In fact, I do believe there is an Infrared (i.e. short IR and long wave IR) security and surveillance systems market in the MANY HUNDREDS OF THOUSANDS for such an Ra camera, especially if the image quality is going to be 10x to 25x better than that $150 security camera set you buy at Best Buy! Major industrial companies ALSO NEED high resolution, fast shutter speed IR cameras that can see industrial processes in the thermal emissions EM range and I would expect another 10,000 Ra cameras sold over the years just for that!

.
YUP! I do see a LOT of industrial and commercial uses for an IR-boosted version of the Ra camera with QUARTZ glass elements for FULL Infrared transmission! Add in some remote control software and live IR (or even UV) stills/video stream out and Canon could be RAKING IN THE DOUGH with the Ra !!!

.


----------



## woodman411 (Nov 6, 2019)

jvillain said:


> If they can do this I can't imagine why they can't stick a crop sensor in an R body.



Canon RP bodies are going for under $1000 on eBay now and will definitely be under $1000 retail for Black Friday. With the cost of FF entry this low, there is little reason to do this.


----------



## Ozarker (Nov 6, 2019)

woodman411 said:


> Canon RP bodies are going for under $1000 on eBay now and will definitely be under $1000 retail for Black Friday. With the cost of FF entry this low, there is little reason to do this.


Heck. They are $999 now at Adorama, including the $99 adapter. No sales tax. Free shipping.


----------



## home_slice (Nov 6, 2019)

I couldn't wait any longer for Canon to release a new pro body suitable for a fulltime commercial / wedding photographer and had to pick up a 2nd 5D IV body. That means I probably won't be buying any R lenses for a few more years. It was a really bad move for Canon to leave the working pro with no good options to upgrade for so long. good for the astrophotographer but how many of them really needed this?

_Information provided_:
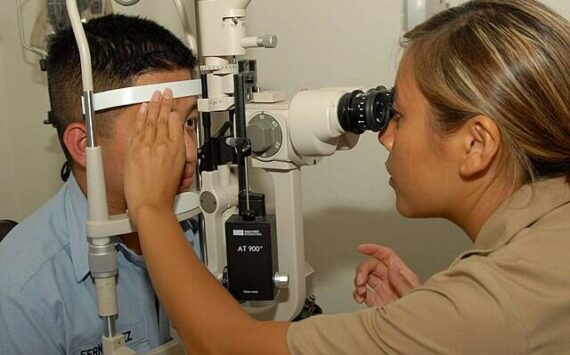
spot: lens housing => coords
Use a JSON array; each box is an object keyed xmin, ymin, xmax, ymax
[{"xmin": 338, "ymin": 86, "xmax": 394, "ymax": 134}]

_Tasks for this exercise_:
A: Answer these from the camera forum thread:
(i) How many Ra cameras does the first post expect to be sold over the years for industrial uses alone?
(ii) What price does Ozarker give for RP bodies at Adorama, and what is included?
(iii) What did home_slice buy instead of waiting for a new Canon pro body?
B: Write out everything in the camera forum thread from "I couldn't wait" down to "really needed this?".
C: Extend the camera forum thread, picking up from where it stops.

_Outputs by task_:
A:
(i) Another 10,000.
(ii) $999, including the $99 adapter.
(iii) A second 5D IV body.

B:
I couldn't wait any longer for Canon to release a new pro body suitable for a fulltime commercial / wedding photographer and had to pick up a 2nd 5D IV body. That means I probably won't be buying any R lenses for a few more years. It was a really bad move for Canon to leave the working pro with no good options to upgrade for so long. good for the astrophotographer but how many of them really needed this?

C:
----------



## TAF (Nov 6, 2019)

Joepatbob said:


> I would like to see a sample from an Astro camera taking regular shots. Just curious as the look. If it more or camera looking or something else.



I have not tried it, but my expectation would be that the image would lean slightly reddish, in as much as they are allowing more red light to hit the sensor.

Not excessively so, but perhaps more like Kodachrome (if you are old enough to remember that particular slide film) than Ektachrome (which is, in my opinion, what Canon digital tends to look most like).

My personal preference is toward the blues and greens (Ektachrome), which is probably why I prefer Canon over their competitors.

For someone whose preference runs toward the red end of the spectrum, this might be a very nice option.


----------



## navastronia (Nov 6, 2019)

home_slice said:


> I couldn't wait any longer for Canon to release a new pro body suitable for a fulltime commercial / wedding photographer and had to pick up a 2nd 5D IV body. That means I probably won't be buying any R lenses for a few more years. It was a really bad move for Canon to leave the working pro with no good options to upgrade for so long. good for the astrophotographer but how many of them really needed this?



I'm waiting for everyone to pile on you about how new the RF ecosystem is and how the EOS R is a perfectly good camera, and those people make valid points, but I still feel your pain, wanting a mirrorless pro body that innovates or pushes boundaries.

That being said, I shot a wedding and an engagement with a pair of 5D classics last weekend (each of which I picked up used for $300 in the last year) and was perfectly happy. The pro R will be here eventually, though if I had to guess, the images it makes will be almost indistinguishable from those made with a 5DIV, which you already own.


----------



## ethanz (Nov 6, 2019)

I see a post about this from the official Canon instagram. As well, the link from Adorama works again.


----------



## Antono Refa (Nov 6, 2019)

home_slice said:


> I couldn't wait any longer for Canon to release a new pro body suitable for a fulltime commercial / wedding photographer and had to pick up a 2nd 5D IV body. That means I probably won't be buying any R lenses for a few more years. It was a really bad move for Canon to leave the working pro with no good options to upgrade for so long.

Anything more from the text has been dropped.